Instructions to follow:
Print all the records exactly, please.
● ● ● ● ●
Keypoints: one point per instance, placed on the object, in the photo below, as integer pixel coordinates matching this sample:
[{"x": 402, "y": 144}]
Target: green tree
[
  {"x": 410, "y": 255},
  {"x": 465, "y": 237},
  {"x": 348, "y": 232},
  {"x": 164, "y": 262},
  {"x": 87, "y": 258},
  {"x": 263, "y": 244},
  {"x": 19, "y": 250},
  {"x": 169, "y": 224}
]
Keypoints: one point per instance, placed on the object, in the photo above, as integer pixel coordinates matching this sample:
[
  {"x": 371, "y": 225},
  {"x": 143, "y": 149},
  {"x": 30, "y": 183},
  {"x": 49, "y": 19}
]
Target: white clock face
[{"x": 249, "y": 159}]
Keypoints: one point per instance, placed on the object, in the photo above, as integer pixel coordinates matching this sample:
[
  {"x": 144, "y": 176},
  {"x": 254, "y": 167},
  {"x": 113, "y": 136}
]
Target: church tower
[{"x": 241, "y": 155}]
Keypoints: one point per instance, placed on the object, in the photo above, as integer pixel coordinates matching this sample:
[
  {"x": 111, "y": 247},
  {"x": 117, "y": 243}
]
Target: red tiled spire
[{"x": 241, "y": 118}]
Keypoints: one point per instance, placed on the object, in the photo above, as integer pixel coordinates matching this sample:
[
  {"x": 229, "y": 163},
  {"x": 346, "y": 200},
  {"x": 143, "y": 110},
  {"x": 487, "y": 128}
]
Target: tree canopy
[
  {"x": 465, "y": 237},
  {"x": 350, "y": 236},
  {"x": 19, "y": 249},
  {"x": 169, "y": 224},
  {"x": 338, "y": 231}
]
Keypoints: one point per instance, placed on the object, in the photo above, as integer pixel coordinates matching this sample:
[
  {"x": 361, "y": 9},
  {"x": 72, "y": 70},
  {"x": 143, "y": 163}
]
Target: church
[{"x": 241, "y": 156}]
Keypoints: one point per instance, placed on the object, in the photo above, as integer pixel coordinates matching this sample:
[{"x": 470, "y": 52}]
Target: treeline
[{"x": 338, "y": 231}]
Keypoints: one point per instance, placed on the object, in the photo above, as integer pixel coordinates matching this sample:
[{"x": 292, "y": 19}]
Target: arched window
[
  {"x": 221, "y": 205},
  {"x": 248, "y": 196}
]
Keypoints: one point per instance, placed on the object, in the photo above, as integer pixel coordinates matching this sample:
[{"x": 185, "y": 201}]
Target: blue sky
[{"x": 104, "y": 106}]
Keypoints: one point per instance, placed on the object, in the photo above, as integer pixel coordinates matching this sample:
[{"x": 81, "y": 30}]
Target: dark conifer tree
● ● ● ● ●
Answer to the task:
Keypoints: one point per instance, placed on the object, in the photo below, as integer pixel coordinates matching this sample:
[{"x": 402, "y": 144}]
Target: green tree
[
  {"x": 410, "y": 255},
  {"x": 465, "y": 237},
  {"x": 348, "y": 232},
  {"x": 164, "y": 262},
  {"x": 87, "y": 258},
  {"x": 263, "y": 244},
  {"x": 19, "y": 250},
  {"x": 169, "y": 224}
]
Keypoints: one point per instance, placed on the object, in the photo above, as integer pixel coordinates matching this sample:
[
  {"x": 371, "y": 225},
  {"x": 143, "y": 149},
  {"x": 30, "y": 183},
  {"x": 49, "y": 19}
]
Target: white clock face
[{"x": 249, "y": 159}]
Keypoints: one point per instance, placed on the object, in the photo above, as integer pixel coordinates matching this sample:
[
  {"x": 144, "y": 176},
  {"x": 254, "y": 167},
  {"x": 113, "y": 136}
]
Target: church tower
[{"x": 241, "y": 155}]
Keypoints: one point per instance, placed on the object, in the photo above, as integer pixel coordinates matching this sample:
[
  {"x": 111, "y": 247},
  {"x": 117, "y": 243}
]
Target: red tiled spire
[{"x": 241, "y": 118}]
Keypoints: one point per instance, placed on the object, in the photo above, as integer pixel coordinates matching this sample:
[
  {"x": 229, "y": 163},
  {"x": 346, "y": 200},
  {"x": 143, "y": 110},
  {"x": 487, "y": 128}
]
Target: tree canopy
[
  {"x": 465, "y": 237},
  {"x": 350, "y": 236},
  {"x": 19, "y": 249},
  {"x": 169, "y": 224},
  {"x": 338, "y": 231}
]
Keypoints: one point per instance, placed on the object, in the photo above, as integer pixel coordinates matching this sample:
[
  {"x": 361, "y": 9},
  {"x": 72, "y": 70},
  {"x": 143, "y": 163}
]
Target: church
[{"x": 241, "y": 156}]
Keypoints: one point per instance, placed on the object, in the photo above, as integer pixel coordinates matching this sample:
[{"x": 470, "y": 52}]
Target: treeline
[{"x": 338, "y": 231}]
Keypoints: one point per instance, placed on the object, in the photo above, as integer pixel coordinates matching this sample:
[{"x": 292, "y": 19}]
Target: arched window
[
  {"x": 221, "y": 205},
  {"x": 248, "y": 196}
]
Keypoints: one point per instance, placed on the object, in the photo above, as integer pixel coordinates matching this sample:
[{"x": 185, "y": 201}]
Target: blue sky
[{"x": 104, "y": 106}]
Keypoints: one point per instance, placed on the object, in the photo above, as integer pixel coordinates matching this sample:
[{"x": 81, "y": 30}]
Target: dark conifer tree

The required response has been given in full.